◆ What needs to be done ◆
Your answer must be the full listing, reproduced exactly.

◆ Exercise material ◆

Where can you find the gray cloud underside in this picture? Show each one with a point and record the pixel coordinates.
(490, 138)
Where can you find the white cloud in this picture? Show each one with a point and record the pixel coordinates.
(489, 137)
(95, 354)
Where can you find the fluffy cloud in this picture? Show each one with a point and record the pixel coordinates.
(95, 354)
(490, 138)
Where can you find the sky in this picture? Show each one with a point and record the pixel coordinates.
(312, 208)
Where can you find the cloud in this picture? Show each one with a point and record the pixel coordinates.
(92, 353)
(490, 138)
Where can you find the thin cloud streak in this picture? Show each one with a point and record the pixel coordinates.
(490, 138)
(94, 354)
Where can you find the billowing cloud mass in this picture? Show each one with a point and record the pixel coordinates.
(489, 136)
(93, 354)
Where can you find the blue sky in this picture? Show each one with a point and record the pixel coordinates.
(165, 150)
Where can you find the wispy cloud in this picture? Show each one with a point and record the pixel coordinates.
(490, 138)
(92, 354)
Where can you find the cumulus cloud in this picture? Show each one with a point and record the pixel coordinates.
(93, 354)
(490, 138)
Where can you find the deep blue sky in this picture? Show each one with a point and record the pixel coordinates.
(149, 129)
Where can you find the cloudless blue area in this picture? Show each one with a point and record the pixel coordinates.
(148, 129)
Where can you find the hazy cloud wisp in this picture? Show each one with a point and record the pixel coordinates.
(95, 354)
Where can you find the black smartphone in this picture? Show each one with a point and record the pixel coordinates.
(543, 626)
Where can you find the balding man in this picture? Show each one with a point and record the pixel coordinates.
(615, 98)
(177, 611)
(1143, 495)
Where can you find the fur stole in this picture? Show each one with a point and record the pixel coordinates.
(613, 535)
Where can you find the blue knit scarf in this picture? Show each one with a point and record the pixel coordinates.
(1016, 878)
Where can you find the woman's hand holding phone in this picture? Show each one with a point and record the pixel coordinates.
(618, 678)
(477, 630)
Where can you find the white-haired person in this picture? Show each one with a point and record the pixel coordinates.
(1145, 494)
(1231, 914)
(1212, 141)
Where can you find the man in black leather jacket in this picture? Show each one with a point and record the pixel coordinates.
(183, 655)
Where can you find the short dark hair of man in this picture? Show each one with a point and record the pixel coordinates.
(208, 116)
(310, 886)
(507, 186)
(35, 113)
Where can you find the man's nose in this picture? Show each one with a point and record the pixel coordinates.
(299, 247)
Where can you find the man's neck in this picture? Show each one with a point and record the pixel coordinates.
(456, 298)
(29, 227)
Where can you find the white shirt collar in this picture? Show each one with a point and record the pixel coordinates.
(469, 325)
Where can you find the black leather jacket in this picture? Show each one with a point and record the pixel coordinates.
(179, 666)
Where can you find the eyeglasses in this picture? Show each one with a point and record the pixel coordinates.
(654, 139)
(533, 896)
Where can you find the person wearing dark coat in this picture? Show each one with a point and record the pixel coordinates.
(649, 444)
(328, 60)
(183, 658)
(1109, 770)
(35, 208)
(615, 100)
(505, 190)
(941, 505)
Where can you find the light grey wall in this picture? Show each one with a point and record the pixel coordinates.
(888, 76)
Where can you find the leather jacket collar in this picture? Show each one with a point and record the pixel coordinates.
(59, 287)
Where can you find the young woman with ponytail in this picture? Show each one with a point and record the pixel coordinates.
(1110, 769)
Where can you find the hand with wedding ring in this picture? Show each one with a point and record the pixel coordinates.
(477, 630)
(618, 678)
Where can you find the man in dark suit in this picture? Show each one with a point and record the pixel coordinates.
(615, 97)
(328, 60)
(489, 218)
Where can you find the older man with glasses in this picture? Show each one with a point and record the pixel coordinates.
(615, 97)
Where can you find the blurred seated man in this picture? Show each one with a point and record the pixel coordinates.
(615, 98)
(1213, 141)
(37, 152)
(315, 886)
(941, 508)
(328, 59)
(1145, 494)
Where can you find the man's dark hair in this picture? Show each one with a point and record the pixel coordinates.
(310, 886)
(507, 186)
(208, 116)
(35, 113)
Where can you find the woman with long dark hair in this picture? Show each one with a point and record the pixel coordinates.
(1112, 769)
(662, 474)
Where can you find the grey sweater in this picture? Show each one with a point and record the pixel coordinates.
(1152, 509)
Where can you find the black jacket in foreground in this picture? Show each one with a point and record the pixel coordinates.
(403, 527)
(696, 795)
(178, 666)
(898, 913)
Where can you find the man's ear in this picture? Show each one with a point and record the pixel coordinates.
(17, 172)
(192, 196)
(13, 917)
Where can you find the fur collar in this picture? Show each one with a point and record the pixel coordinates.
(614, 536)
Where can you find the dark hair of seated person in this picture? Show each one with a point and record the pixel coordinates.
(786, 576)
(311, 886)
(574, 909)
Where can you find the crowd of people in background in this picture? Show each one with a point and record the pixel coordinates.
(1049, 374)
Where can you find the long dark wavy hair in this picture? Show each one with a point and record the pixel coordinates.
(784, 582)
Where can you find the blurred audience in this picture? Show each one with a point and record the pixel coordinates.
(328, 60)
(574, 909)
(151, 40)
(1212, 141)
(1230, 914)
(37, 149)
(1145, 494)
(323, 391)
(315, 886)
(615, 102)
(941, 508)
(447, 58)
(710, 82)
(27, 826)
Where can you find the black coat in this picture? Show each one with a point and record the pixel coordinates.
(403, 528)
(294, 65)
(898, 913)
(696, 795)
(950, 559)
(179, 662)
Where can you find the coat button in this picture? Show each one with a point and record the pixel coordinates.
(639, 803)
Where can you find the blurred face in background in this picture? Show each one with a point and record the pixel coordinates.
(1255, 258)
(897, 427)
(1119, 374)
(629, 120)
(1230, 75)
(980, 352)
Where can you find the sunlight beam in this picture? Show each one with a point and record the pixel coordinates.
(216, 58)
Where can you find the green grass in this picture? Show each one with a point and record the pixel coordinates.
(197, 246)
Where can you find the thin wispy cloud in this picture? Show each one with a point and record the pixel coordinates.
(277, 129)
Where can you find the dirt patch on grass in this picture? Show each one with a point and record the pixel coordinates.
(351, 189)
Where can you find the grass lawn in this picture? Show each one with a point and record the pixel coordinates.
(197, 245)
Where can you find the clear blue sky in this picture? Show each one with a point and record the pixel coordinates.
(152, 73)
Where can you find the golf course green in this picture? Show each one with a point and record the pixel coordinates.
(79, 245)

◆ Response area ◆
Where can you find the gray cloud underside in this picture? Show each one with a point and record the pixel coordinates.
(490, 138)
Where can you find the white cloud in this picture? Show each one with a point and record the pixel coordinates.
(489, 137)
(95, 354)
Where can you find the fluffy cloud in this picture? Show each one with a point and record the pixel coordinates.
(95, 354)
(490, 138)
Where can you find the sky in this picture? Show each one with a point and record the pixel coordinates.
(312, 208)
Where can you find the cloud in this picture? Show each one with a point and record the pixel coordinates.
(92, 353)
(490, 138)
Where can you find the thin cloud streak in this picture? Show each one with a point and record the pixel coordinates.
(490, 138)
(94, 354)
Where can you find the billowing cloud mass in this picture? Show each one with a point and record the pixel coordinates.
(489, 136)
(93, 354)
Where can you find the blue sky in this picture? Show each one with a point and record the pixel coordinates.
(165, 150)
Where can you find the wispy cloud in this picture? Show each one with a point and record the pixel coordinates.
(490, 138)
(92, 354)
Where can you find the cumulus cloud in this picture? Show each one with a point and record the pixel coordinates.
(93, 354)
(490, 138)
Where can you find the deep blue sky in this picture? Show each one with a point and record the pixel coordinates.
(149, 129)
Where can you find the cloudless blue area in this picture? Show each one with a point and record the pixel coordinates.
(148, 129)
Where can you find the hazy cloud wisp in this picture? Show each one with a point and record the pixel coordinates.
(95, 354)
Where can you find the black smartphone in this picture? Show each one with a point and record the pixel coordinates.
(543, 626)
Where can you find the balding man in this picture? Show each one with a point and record the pixel coordinates.
(615, 98)
(177, 611)
(1143, 495)
Where can you find the fur stole in this picture? Show each one with a point and record the pixel coordinates.
(613, 535)
Where can you find the blue knit scarf in this picture? Show each one with a point and record the pixel coordinates.
(1016, 878)
Where can you find the woman's hand holding phone in this picture? Show each one with a point and record the pixel coordinates.
(618, 678)
(477, 630)
Where can you find the white-haired person in this picture? Show each one with a point and record the pixel coordinates.
(1145, 494)
(1231, 914)
(1212, 141)
Where can you find the man in black leather jacket in this picture? Show each one with a point and record the pixel coordinates.
(183, 655)
Where can you find the short dark hair of man in this picture? Show each one with a point and record the pixel coordinates.
(208, 116)
(310, 886)
(507, 186)
(35, 113)
Where can you find the man's nose in this picture? Show each one with a point and record the pixel coordinates.
(299, 247)
Where can you find the man's neck in this picture? Show each one with a point and record the pixel coordinates.
(456, 298)
(29, 227)
Where can you find the white shirt collar in this picture? Show each one with a point and record the pixel coordinates.
(469, 325)
Where can you find the black leather jacket in this picture? Show each one with a point and record the pixel coordinates.
(179, 666)
Where can you find the eyeglasses in this picture? Show each one with a point and record the pixel coordinates.
(654, 139)
(533, 896)
Where can you find the person wearing dark coat in this picture? Show each one with a point and record the pixel coordinates.
(649, 444)
(328, 60)
(183, 658)
(1109, 770)
(35, 208)
(615, 100)
(505, 190)
(941, 505)
Where can you find the light grey wall in this picture? Show each one with a point and record the pixel coordinates.
(888, 76)
Where can you find the leather jacket collar in this picture? Show each one with a point and record the pixel coordinates.
(59, 287)
Where can you find the young woman with ponytail in this picture? Show each one with a point and record the pixel coordinates.
(1110, 769)
Where can you find the hand with wedding ring in this picture? Show each one with a point and record the pixel coordinates.
(477, 630)
(618, 678)
Where can you find the man in dark suit in this picture? Show each one with a point and record the pixel coordinates.
(615, 97)
(328, 60)
(489, 218)
Where can you find the older man with glasses in this picture? Show each one with a point and record the pixel coordinates.
(615, 97)
Where can you find the blurred seated man in this picture? Show each one with a point and record the pixel coordinates.
(615, 98)
(1213, 141)
(37, 152)
(315, 886)
(941, 508)
(328, 59)
(1145, 494)
Where can you find the man's dark hair in this picture? Show each one with a point and record the pixel coordinates.
(310, 886)
(507, 186)
(208, 116)
(35, 113)
Where can you find the woman with long dark hair in this picture? Show each one with a point and record the pixel coordinates.
(1112, 769)
(662, 474)
Where can you find the grey sweater in this picture? Show each one with a point and record the pixel coordinates.
(1152, 509)
Where can you find the black jacket in foreground in this picture? Show each one with a point and record the pixel coordinates.
(403, 527)
(696, 795)
(178, 666)
(898, 913)
Where can you find the man's ear in this picture? Show each one with a point and record the pixel coordinates.
(17, 172)
(192, 196)
(13, 917)
Where can you find the fur collar in this picture? Show each one with a point and record the pixel coordinates.
(614, 536)
Where can you find the dark hair of seated person in this picture? Show each one with a point and record the pixel coordinates.
(786, 576)
(311, 886)
(574, 909)
Where can you find the crowd of people in background in this picture? Show each one with a point and record the pixel coordinates.
(1049, 374)
Where can you find the long dark wavy hair in this picture? Show each one with a point and record the pixel coordinates.
(784, 582)
Where can you find the blurred audience in this picture? Show each one with a point and record the pixel coordinates.
(328, 60)
(574, 909)
(151, 40)
(1212, 141)
(1230, 914)
(37, 149)
(1145, 494)
(323, 391)
(315, 886)
(615, 102)
(941, 508)
(447, 58)
(710, 82)
(27, 826)
Where can you find the black coat in this picture? Show each one with a point and record the pixel coordinates.
(403, 528)
(294, 65)
(898, 913)
(696, 795)
(950, 559)
(179, 662)
Where can you find the coat button in this picture? Show each one with a point and record the pixel coordinates.
(639, 803)
Where can you find the blurred face in background in this picture? Show each one with a point and record the pixel coordinates.
(1255, 258)
(897, 427)
(1119, 374)
(629, 120)
(1230, 75)
(980, 352)
Where can you find the sunlight beam in this picture? Show each one with a point and record the pixel coordinates.
(216, 58)
Where can you find the green grass in this picture? Show each one with a point and record the pixel coordinates.
(197, 246)
Where can you find the thin wispy cloud in this picture? Show each one with a point and record the pixel coordinates.
(277, 129)
Where can you find the dirt patch on grass in this picture? Show each one with a point and record the pixel coordinates.
(351, 189)
Where can you find the grass lawn in this picture? Show each one with a point and record the pixel coordinates.
(197, 245)
Where can you find the clear blue sky in this picture? Show each one with a point and record the pixel coordinates.
(152, 73)
Where can you find the golf course green in this picture? Show each one with a point and record the pixel coordinates.
(79, 245)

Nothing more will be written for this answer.